## WORKING DATA

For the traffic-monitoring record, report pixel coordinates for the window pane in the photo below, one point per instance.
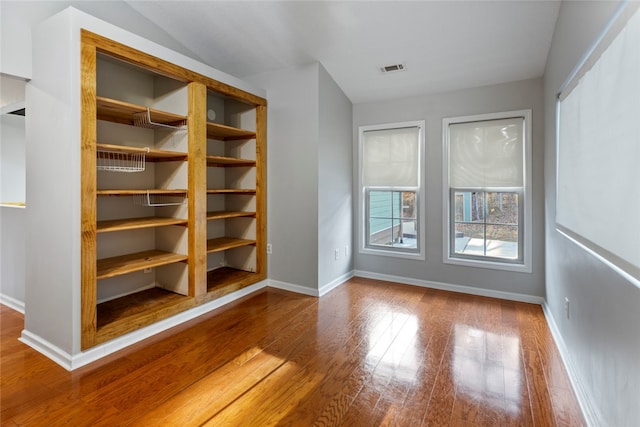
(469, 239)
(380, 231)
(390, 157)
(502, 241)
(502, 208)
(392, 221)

--

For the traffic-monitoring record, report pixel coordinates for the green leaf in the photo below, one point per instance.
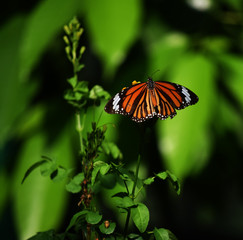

* * *

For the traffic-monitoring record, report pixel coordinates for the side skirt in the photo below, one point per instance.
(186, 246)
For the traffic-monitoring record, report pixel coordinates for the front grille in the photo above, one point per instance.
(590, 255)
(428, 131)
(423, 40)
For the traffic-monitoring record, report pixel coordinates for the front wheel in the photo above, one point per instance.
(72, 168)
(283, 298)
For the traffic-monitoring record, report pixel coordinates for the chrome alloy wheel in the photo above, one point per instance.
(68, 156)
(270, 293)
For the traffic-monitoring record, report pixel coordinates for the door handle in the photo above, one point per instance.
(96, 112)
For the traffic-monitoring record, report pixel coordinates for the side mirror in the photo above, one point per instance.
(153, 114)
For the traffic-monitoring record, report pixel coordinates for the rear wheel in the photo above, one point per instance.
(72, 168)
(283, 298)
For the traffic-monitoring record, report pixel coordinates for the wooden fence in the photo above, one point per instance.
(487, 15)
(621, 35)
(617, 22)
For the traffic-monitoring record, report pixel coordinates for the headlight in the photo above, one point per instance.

## WHAT TO PRODUCE
How many lines in the data above contain the string "front", with case counting? Reply with the number alone.

## RESPONSE FOR THIS EXERCISE
2